EXERCISE REQUIREMENTS | Copy the records below word for word, omitting the pictures.

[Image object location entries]
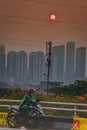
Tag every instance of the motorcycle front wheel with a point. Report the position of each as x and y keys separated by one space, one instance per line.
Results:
x=12 y=120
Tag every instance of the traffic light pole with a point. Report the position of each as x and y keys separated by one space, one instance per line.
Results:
x=48 y=60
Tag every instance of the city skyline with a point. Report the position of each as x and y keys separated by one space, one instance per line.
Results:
x=26 y=24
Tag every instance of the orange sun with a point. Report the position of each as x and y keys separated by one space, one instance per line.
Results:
x=52 y=17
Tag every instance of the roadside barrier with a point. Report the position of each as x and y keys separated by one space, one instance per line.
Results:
x=3 y=119
x=79 y=124
x=58 y=122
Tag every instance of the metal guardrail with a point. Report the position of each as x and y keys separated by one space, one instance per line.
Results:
x=74 y=109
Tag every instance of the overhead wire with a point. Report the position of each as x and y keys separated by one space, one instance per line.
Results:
x=56 y=4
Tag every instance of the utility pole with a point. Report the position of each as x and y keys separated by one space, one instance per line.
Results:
x=48 y=61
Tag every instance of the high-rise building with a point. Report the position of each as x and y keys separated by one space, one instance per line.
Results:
x=57 y=68
x=21 y=65
x=70 y=60
x=12 y=65
x=80 y=63
x=2 y=61
x=36 y=66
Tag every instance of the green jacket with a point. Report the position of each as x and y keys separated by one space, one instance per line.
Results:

CORRECT RESPONSE |
Tag every instance of the motorcycle front wheel with a point. Report the position of each as x and y keys separated by one space, one instance per line.
Results:
x=12 y=120
Tag every instance of the traffic light pole with a point. Report the position of each as x and y keys separated by one space, one instance per line.
Results:
x=48 y=60
Tag every instance of the city skyline with a point. Report the position of each as x and y keys separated by one space, one instance per line.
Results:
x=26 y=24
Tag every instance of the orange sun with a point. Report the position of each as x and y keys separated by one space, one instance per line.
Results:
x=52 y=17
Tag every instance of the roadside barrier with a point. Report the position of each as x and y keys separated by one space, one instance per line.
Results:
x=3 y=119
x=79 y=124
x=58 y=122
Tag every instance of the metal guardrail with a point. Report the position of each as x and y keys separated by one space, one instance per line.
Results:
x=74 y=109
Tag every instance of the overhead wire with a point. Report the position of each as x and y keys separated by one space, one instance per line.
Results:
x=56 y=4
Tag every instance of the utility pole with a point. Report the position of each as x and y keys separated by one space, one instance per line.
Results:
x=48 y=61
Tag every instance of the high-rise building with a point. Report the position of each as x and y keys separated by one space, one instance per line.
Results:
x=57 y=68
x=21 y=65
x=70 y=60
x=12 y=65
x=80 y=63
x=2 y=61
x=36 y=66
Tag every instance of the green jacket with a point. Report the position of each as x and y keys separated by one space, one instance per line.
Results:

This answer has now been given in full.